- _Extrait du document_
De Pac-Nam je suis allé à Chantaboun. Une route a été construite entre la mer et Chantaboun, mais les pluies la rendent impraticable pendant sept mois de l'année. Fort heureusement, le trajet par le fleuve la remplace avantageusement pendant cette période. Je fais cependant une restriction, car j'ai éprouvé plusieurs fois que cette navigation sur des jonques légères n'est pas exempte de danger.

Je ne crois pas exagérer en disant que Chantaboun est une ruine ; car de quel autre nom qualifier une ville où l'on voit les murs se disloquer et s'écrouler sans qu'on y touche ? On aperçoit bien quelques petites maisonnettes de construction récente, mais si rarement que je me vois obligé de maintenir l'épithète que j'ai donnée à cette ville dont on m'avait cependant parlé en termes élogieux. Les habitants y sont d'une saleté repoussante. Des enfants de cinq à huit ans, complètement nus et semblant toujours sortir d'un bain de boue, courent dans la rue principale. Quelques Chinois et quelques donzelles japonaises ne parviennent pas à égayer un pareil séjour. Tout ce beau monde était sous la coupe d'un haut et surtout énorme fonctionnaire siamois un peu moins sale que ses administrés, mais répugnant tout de même. Cette futaille servie par des organes répondait au titre de : M. le Gouverneur. Il fallait voir ce gouverneur en grande tenue. Qu'on se figure un adipeux personnage coiffé d'une sorte de chapeau à plumes qui n'était ni rond ni à cornes, vêtu d'une redingote chamarrée d'or et d'argent, mais d'une forme défiant toute description, engoncé dans une culotte blanche très serrée sur laquelle s'ajustait une paire de guêtres de la même couleur. Une épée mal attachée se balançait le long de sa cuisse gauche ; enfin, sans doute pour rehausser son costume, il marchait pieds nus. Ce gros personnage était entouré d'une milice habillée comme les soldats anglais, mais sans chaussures.

- _Informations affichées_

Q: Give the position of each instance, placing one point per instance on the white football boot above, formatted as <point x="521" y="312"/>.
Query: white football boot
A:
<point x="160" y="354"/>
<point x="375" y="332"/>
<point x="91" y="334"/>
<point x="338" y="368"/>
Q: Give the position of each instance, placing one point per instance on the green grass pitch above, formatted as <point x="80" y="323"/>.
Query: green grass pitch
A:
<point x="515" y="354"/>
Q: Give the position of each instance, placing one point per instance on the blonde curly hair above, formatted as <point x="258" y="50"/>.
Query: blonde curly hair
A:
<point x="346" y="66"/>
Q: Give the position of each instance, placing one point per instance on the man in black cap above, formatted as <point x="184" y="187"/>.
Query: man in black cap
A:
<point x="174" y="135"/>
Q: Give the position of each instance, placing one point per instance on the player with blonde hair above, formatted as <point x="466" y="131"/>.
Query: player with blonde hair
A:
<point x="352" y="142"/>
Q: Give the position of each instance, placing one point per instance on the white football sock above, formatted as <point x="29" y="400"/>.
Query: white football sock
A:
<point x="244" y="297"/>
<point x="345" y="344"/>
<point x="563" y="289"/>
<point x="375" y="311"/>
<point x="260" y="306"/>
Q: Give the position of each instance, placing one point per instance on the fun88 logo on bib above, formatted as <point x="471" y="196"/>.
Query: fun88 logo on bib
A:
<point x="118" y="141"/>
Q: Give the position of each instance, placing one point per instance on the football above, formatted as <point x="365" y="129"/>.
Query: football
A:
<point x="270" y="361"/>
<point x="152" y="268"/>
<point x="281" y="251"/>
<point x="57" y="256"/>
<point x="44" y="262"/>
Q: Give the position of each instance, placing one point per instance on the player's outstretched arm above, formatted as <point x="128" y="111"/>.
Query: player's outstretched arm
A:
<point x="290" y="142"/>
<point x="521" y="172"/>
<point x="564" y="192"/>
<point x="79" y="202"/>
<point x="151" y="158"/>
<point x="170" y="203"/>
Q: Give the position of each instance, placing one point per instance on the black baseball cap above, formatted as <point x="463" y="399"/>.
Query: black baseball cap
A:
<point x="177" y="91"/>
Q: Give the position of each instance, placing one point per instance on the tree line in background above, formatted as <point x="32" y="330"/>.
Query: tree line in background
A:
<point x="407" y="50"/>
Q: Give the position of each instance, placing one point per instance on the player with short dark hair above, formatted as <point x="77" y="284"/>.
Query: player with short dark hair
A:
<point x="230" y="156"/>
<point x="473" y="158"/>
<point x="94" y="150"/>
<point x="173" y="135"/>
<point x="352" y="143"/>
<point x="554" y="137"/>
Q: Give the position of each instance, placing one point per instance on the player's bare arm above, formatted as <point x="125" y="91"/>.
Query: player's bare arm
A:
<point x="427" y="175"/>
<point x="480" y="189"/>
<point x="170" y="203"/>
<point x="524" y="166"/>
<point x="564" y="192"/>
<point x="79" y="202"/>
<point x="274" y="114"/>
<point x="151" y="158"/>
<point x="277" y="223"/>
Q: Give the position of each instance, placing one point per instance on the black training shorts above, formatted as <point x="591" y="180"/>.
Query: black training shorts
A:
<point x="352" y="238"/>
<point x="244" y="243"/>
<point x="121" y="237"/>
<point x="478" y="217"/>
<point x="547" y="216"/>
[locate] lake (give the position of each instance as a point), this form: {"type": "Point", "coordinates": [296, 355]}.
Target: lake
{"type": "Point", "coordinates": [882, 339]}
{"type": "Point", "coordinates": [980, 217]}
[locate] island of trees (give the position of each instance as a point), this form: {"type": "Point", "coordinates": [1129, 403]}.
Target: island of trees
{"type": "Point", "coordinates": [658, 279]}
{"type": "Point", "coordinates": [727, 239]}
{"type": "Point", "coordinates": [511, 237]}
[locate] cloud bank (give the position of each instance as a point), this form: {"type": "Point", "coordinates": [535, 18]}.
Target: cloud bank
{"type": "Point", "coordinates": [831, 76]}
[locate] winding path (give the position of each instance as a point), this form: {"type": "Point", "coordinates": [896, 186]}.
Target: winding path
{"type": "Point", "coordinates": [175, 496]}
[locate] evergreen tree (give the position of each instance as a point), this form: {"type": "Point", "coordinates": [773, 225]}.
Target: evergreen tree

- _Détails de l'exercice_
Recopiez, dans l'extrait sur Chantaboun, le passage qui va de « De Pac-Nam je » jusqu'à « exempte de danger. » inclus.

- _Solution rédigée_
De Pac-Nam je suis allé à Chantaboun. Une route a été construite entre la mer et Chantaboun, mais les pluies la rendent impraticable pendant sept mois de l'année. Fort heureusement, le trajet par le fleuve la remplace avantageusement pendant cette période. Je fais cependant une restriction, car j'ai éprouvé plusieurs fois que cette navigation sur des jonques légères n'est pas exempte de danger.